Dataset entries:
= Beginning of Section =

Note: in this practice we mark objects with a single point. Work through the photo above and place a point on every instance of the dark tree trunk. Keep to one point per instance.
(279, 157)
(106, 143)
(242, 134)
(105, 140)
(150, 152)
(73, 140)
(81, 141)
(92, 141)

= End of Section =

- _Your assignment_
Every entry must be repeated exactly; none may be skipped.

- _Response_
Note: in this practice we mark objects with a single point. Work through the photo above and place a point on every instance of the dark tree trunk. Keep to one point per instance.
(279, 157)
(106, 143)
(242, 134)
(105, 140)
(150, 152)
(73, 140)
(81, 141)
(92, 141)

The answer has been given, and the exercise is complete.